## Aim a:
According to the forum post, how is -2 y^x 2 interpreted?

## Page text:
------------------------------------------------

Re: TI84 plus really that clumsy?? Message #10 Posted by Kiyoshi Akima on 6 Sept 2006, 7:03 p.m., in response to message #9 by Gerry Schultz
Quote:
What is confusing me is that when I use the x^2 command, there are no parentheses in the display to clarify what will happen first. For instance, in ALG mode, push x^2 and you get "SQ()", enter -2 and you get 4. If I write that down on a piece of paper, it would be -2^2 which is -4, not 4.
I beg to differ. If I put the -2 inside the parenthesis as "SQ(-2)", I would write that down as (-2)^2, which is 4.
Quote:
Perhaps the 49g+ is getting around this by using the syntax "SQ()" which would be evaluated as the square of the argument and that will always be positive. If you do -2 y^x 2, the display is -2^2 and you get -4. This means that there are situations where the functions x^2 and y^x give different answers.
Precedence of operators. ^ has higher precedence than -, just as * has higher precedence than +.
In this case, x^2 and y^x are giving different answers because they are given different arguments (actually, the answers are the same, one of them has an additional operator applied after). -2 y^x 2 displays as -2^2 and is interpreted as -(2^2). You don't see the parens but they are there. If you enter (-2) y^x 2, it displays as (-2)^2 and gives 4.
Quote:
I think my confusion boils down to this. I always considered the calculator function x^2 and specialized version of the calculator function y^x. What's being said here is that this is not true and here is an example where the two functions evaluate to different answers. That twists my brain but am I correct?
x^2 is indeed a specialized version of y^x. It's the location of the - that's making the difference. Is it negating the 2 before the squaring or is it negating the result of the squaring? In one case you're negating 2 to get -2, then squaring -2 and getting 4. In the other case you're squaring 2 to get 4, then negating the 4 and getting -4.
Try evaluating '-3!'. Is that the factorial of -3 or the negative of the factorial of 3? In other symbols, is it -(3!) or (-3)! ? The same principles apply.
Hope that didn't muddy the waters even more.
|

------------------------------------------------

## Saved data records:
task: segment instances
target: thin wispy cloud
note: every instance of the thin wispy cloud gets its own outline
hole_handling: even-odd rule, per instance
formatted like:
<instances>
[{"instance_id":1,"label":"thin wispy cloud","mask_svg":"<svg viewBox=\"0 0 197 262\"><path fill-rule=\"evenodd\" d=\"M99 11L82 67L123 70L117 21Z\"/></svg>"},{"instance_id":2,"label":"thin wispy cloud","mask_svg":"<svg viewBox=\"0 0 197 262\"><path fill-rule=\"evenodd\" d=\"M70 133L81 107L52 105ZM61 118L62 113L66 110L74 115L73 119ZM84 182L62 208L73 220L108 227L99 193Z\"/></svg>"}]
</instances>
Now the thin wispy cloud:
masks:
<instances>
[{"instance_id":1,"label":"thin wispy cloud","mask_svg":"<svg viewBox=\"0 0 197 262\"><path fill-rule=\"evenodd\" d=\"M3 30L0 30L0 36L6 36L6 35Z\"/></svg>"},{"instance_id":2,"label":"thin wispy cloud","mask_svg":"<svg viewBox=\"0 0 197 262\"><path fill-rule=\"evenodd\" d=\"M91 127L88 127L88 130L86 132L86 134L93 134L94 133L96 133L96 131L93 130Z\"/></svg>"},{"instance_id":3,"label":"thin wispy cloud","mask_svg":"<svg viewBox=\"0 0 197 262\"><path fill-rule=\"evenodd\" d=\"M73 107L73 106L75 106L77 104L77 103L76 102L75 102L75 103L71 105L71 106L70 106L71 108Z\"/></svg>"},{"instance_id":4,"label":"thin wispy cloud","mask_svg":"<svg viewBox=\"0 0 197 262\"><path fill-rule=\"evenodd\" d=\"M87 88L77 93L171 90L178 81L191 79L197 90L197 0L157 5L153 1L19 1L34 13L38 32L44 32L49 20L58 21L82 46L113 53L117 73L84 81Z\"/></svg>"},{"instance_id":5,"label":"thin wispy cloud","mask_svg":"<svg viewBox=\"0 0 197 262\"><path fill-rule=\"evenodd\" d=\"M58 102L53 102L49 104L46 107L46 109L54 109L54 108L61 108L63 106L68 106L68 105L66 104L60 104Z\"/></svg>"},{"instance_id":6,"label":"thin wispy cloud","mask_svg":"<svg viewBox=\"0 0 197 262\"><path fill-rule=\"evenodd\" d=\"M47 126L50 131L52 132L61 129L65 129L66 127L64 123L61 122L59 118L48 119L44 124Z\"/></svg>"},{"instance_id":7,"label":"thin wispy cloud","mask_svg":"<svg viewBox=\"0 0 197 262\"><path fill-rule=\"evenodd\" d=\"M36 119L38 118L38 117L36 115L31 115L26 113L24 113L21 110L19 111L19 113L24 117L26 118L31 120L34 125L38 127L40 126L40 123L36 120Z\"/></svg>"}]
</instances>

------------------------------------------------

## Aim b:
Render every line of all the records above as a numbered list, skipping any blank lines.

## Full output a:
It is interpreted as -(2^2).

## Full output b:
1. task: segment instances
2. target: thin wispy cloud
3. note: every instance of the thin wispy cloud gets its own outline
4. hole_handling: even-odd rule, per instance
5. formatted like:
6. <instances>
7. [{"instance_id":1,"label":"thin wispy cloud","mask_svg":"<svg viewBox=\"0 0 197 262\"><path fill-rule=\"evenodd\" d=\"M99 11L82 67L123 70L117 21Z\"/></svg>"},{"instance_id":2,"label":"thin wispy cloud","mask_svg":"<svg viewBox=\"0 0 197 262\"><path fill-rule=\"evenodd\" d=\"M70 133L81 107L52 105ZM61 118L62 113L66 110L74 115L73 119ZM84 182L62 208L73 220L108 227L99 193Z\"/></svg>"}]
8. </instances>
9. Now the thin wispy cloud:
10. masks:
11. <instances>
12. [{"instance_id":1,"label":"thin wispy cloud","mask_svg":"<svg viewBox=\"0 0 197 262\"><path fill-rule=\"evenodd\" d=\"M3 30L0 30L0 36L6 36L6 35Z\"/></svg>"},{"instance_id":2,"label":"thin wispy cloud","mask_svg":"<svg viewBox=\"0 0 197 262\"><path fill-rule=\"evenodd\" d=\"M91 127L88 127L88 130L86 132L86 134L93 134L94 133L96 133L96 131L93 130Z\"/></svg>"},{"instance_id":3,"label":"thin wispy cloud","mask_svg":"<svg viewBox=\"0 0 197 262\"><path fill-rule=\"evenodd\" d=\"M73 107L73 106L75 106L77 104L77 103L76 102L75 102L75 103L71 105L71 106L70 106L71 108Z\"/></svg>"},{"instance_id":4,"label":"thin wispy cloud","mask_svg":"<svg viewBox=\"0 0 197 262\"><path fill-rule=\"evenodd\" d=\"M87 88L77 93L171 90L178 81L191 79L197 90L197 0L157 5L153 1L19 1L34 13L38 32L44 32L49 20L58 21L82 46L113 53L117 73L84 81Z\"/></svg>"},{"instance_id":5,"label":"thin wispy cloud","mask_svg":"<svg viewBox=\"0 0 197 262\"><path fill-rule=\"evenodd\" d=\"M58 102L53 102L49 104L46 107L46 109L54 109L54 108L61 108L63 106L68 106L68 105L66 104L60 104Z\"/></svg>"},{"instance_id":6,"label":"thin wispy cloud","mask_svg":"<svg viewBox=\"0 0 197 262\"><path fill-rule=\"evenodd\" d=\"M47 126L50 131L52 132L61 129L65 129L66 127L64 123L61 122L59 118L48 119L44 124Z\"/></svg>"},{"instance_id":7,"label":"thin wispy cloud","mask_svg":"<svg viewBox=\"0 0 197 262\"><path fill-rule=\"evenodd\" d=\"M36 119L38 118L38 117L36 115L31 115L26 113L24 113L21 110L19 111L19 113L24 117L26 118L31 120L34 125L38 127L40 126L40 123L36 120Z\"/></svg>"}]
13. </instances>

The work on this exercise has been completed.